» Quoted passage

Category: Uncategorized

Parts and Memory Therapy is the new name for Parts Psychology. We’ve chosen this name because it better represents the kind of counseling or psychotherapy that we do. The “Parts” in the name is necessary because the therapy recognizes that the mind is not a single, unified thing; rather, it is made up of many Parts or subpersonalities, each with its own submind. Therapy requires that we locate the emotional Parts or subpersonalities within the whole person that carry the problems. If a person has panic attacks, for example, we find the Part that has the panic attacks. Most likely, we don’t need to work with other Parts of the self, such as the romantic Part or the angry Part. “Memory” needs to be in the name because the healing of Parts, and therefore of the whole person, works through neutralizing the memories that are the foundation for the problem. For example, to heal the Part that has panic attacks, we need to seek out and then neutralize the memories that are the cause of the panic attacks. Quite often, these memories reach all the way back to childhood, but it’s possible for panic attacks to result from much more recent events recorded in memory. When we have neutralized the emotional memories connected to the relevant events, we have healed the Part and the person of panic attacks. The protocol for healing in counseling and psychotherapy within the framework of Parts and Memory Therapy has four major steps, easily stated, but often complex in application. I will talk a lot more about these steps in future blogs.

  1. Define the problem in simple terms, especially with emotion words.

  2. Locate the Part within the whole person that carries the problem for the person.

  3. Collect the (usually) disturbing memories that underlie a Part’s problem.

  4. Heal the problem by neutralizing the emotions connected to the disturbing memories.

» Requirement 1
In the passage on Parts and Memory Therapy, what was the therapy called before its new name?
» Requirement 2
Please return the part of the passage on Parts and Memory Therapy that opens with the words containing "3. Collect the" and closes with "the disturbing memories.", copied word for word.
None of the listing is needed for this work.

[Photo-based referring expression data]
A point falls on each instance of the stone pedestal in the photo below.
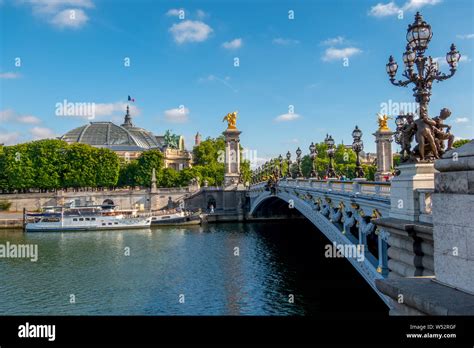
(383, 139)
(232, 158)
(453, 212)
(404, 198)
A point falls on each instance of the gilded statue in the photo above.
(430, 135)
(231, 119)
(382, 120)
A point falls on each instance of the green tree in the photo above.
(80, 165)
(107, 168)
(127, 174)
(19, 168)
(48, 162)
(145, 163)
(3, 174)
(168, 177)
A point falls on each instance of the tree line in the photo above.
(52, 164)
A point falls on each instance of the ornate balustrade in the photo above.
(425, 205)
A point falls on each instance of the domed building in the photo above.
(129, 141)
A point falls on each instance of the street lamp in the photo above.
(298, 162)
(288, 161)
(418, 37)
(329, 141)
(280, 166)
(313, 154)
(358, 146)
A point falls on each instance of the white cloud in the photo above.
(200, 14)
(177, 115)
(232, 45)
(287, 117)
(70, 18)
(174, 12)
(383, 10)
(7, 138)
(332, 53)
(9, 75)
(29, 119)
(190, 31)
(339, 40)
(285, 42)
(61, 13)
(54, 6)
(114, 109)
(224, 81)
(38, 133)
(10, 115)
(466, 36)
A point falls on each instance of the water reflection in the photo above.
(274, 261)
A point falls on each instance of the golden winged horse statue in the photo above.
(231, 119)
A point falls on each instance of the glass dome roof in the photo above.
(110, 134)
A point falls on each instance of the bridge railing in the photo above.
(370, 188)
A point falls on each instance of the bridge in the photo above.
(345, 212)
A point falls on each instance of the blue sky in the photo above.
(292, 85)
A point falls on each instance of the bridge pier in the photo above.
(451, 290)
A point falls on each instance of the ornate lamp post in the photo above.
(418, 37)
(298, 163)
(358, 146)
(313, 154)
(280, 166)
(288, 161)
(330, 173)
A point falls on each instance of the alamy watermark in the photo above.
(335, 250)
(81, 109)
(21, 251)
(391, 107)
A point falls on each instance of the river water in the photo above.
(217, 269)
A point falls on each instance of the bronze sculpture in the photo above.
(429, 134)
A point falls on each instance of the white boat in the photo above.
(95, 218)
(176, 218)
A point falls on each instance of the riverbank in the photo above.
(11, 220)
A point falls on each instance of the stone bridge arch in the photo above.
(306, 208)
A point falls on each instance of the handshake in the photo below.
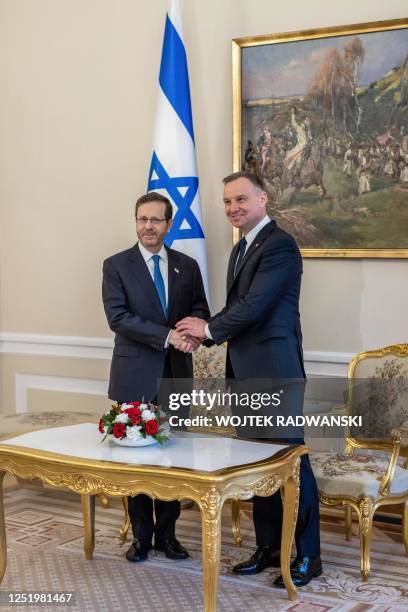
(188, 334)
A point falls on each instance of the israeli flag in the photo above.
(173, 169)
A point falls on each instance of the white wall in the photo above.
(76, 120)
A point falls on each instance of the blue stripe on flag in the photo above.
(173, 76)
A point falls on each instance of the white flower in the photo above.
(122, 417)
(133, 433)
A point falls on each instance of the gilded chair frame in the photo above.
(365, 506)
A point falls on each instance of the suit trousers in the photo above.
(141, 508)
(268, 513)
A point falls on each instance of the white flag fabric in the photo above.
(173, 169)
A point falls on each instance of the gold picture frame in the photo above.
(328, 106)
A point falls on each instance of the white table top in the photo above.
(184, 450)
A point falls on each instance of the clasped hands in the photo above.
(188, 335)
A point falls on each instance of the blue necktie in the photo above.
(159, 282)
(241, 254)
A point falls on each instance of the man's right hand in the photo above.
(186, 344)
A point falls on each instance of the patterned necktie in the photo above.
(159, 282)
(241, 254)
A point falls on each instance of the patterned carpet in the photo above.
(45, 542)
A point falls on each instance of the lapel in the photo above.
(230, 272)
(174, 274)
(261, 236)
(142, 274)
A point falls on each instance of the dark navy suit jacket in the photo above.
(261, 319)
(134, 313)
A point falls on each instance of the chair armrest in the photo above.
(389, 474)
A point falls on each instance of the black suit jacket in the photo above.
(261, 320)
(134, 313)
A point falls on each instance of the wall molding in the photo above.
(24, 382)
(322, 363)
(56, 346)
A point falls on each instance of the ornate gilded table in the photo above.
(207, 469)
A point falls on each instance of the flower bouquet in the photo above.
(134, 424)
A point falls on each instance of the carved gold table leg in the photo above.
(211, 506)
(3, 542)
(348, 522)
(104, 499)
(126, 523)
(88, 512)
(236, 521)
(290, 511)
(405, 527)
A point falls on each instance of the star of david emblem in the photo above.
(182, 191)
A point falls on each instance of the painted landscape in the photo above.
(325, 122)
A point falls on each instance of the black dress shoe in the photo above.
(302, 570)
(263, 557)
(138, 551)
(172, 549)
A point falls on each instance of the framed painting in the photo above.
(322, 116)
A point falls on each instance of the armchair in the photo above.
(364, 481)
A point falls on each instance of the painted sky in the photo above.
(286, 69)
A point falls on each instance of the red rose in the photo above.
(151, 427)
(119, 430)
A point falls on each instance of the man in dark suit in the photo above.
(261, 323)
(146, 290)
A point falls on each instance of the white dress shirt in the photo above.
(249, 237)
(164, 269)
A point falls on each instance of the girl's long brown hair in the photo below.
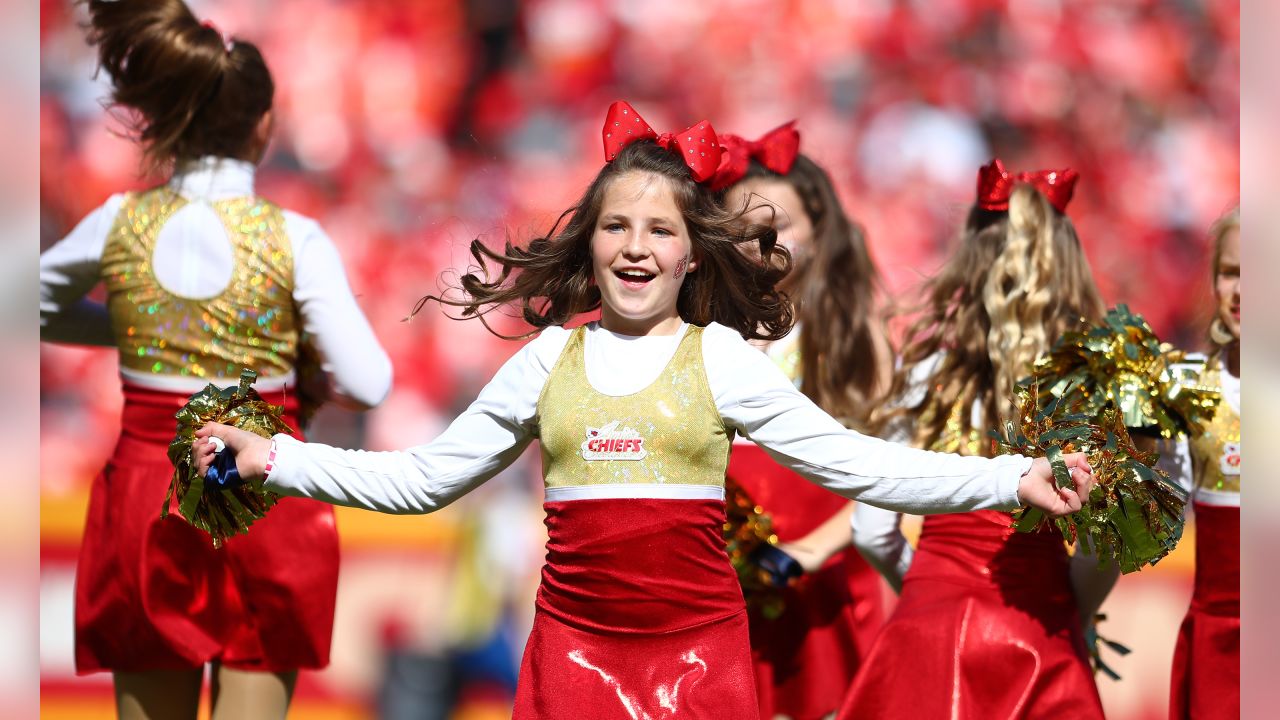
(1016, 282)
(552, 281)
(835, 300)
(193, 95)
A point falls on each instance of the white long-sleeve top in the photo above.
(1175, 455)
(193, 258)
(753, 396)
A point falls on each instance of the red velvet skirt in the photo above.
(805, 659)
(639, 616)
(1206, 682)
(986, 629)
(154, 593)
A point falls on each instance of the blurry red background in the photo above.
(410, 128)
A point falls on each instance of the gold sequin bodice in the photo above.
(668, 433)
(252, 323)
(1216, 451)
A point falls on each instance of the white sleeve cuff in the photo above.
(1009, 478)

...

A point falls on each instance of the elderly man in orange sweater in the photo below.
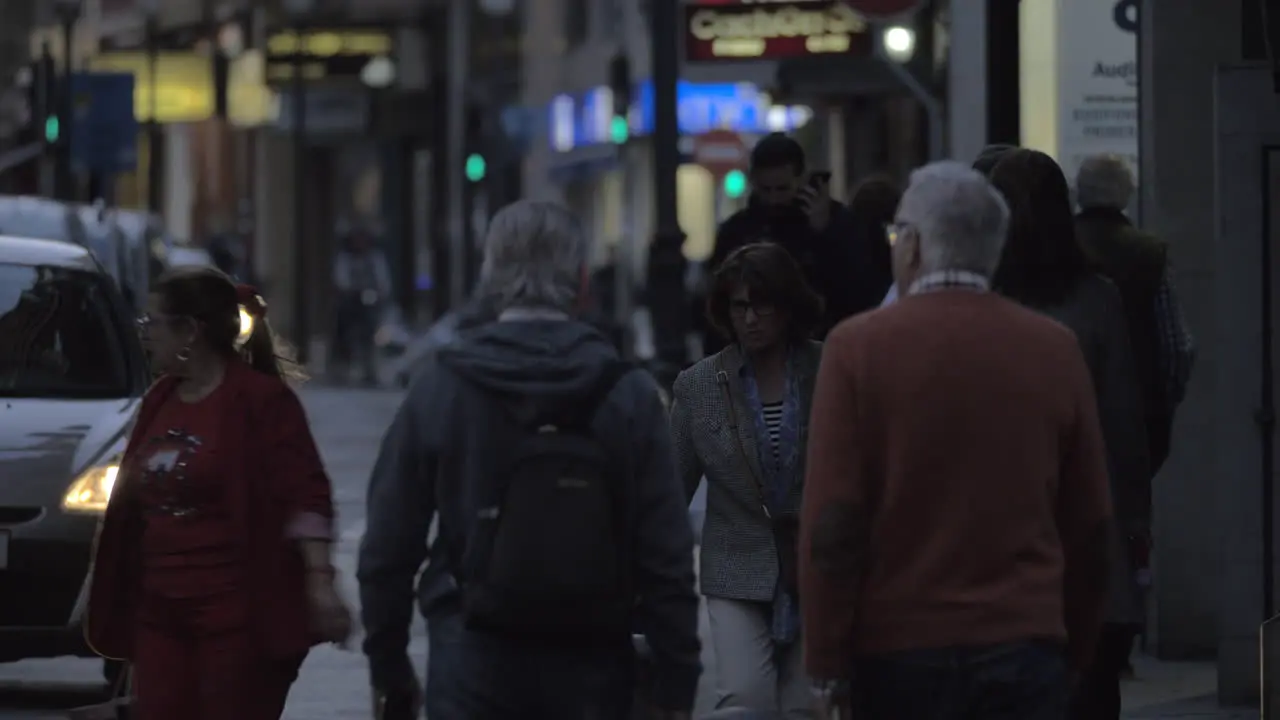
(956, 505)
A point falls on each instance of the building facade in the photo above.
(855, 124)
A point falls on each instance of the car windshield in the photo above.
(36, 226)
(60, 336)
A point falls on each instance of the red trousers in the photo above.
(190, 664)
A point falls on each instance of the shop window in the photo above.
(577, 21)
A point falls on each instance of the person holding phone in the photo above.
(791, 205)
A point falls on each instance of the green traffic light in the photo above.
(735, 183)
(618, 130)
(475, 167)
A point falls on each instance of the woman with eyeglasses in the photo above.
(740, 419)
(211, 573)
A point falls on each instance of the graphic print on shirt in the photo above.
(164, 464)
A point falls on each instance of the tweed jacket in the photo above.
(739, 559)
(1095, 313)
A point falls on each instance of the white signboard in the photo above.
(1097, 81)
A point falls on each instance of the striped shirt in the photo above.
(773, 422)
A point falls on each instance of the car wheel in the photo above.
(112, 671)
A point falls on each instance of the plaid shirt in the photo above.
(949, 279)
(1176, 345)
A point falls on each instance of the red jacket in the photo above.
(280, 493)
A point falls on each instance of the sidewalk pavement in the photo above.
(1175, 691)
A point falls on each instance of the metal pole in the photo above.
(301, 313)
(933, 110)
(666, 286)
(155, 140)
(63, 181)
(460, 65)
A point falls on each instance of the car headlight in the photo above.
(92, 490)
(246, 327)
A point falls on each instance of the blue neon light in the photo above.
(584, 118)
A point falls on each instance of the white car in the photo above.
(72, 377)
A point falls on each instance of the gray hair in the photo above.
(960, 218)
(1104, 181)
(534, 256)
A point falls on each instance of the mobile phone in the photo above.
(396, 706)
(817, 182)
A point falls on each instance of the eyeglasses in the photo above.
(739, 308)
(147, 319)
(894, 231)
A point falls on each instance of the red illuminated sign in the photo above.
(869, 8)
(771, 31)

» Answer 1
Parts Psychology.

» Answer 2
3. Collect the (usually) disturbing memories that underlie a Part’s problem.

  4. Heal the problem by neutralizing the emotions connected to the disturbing memories.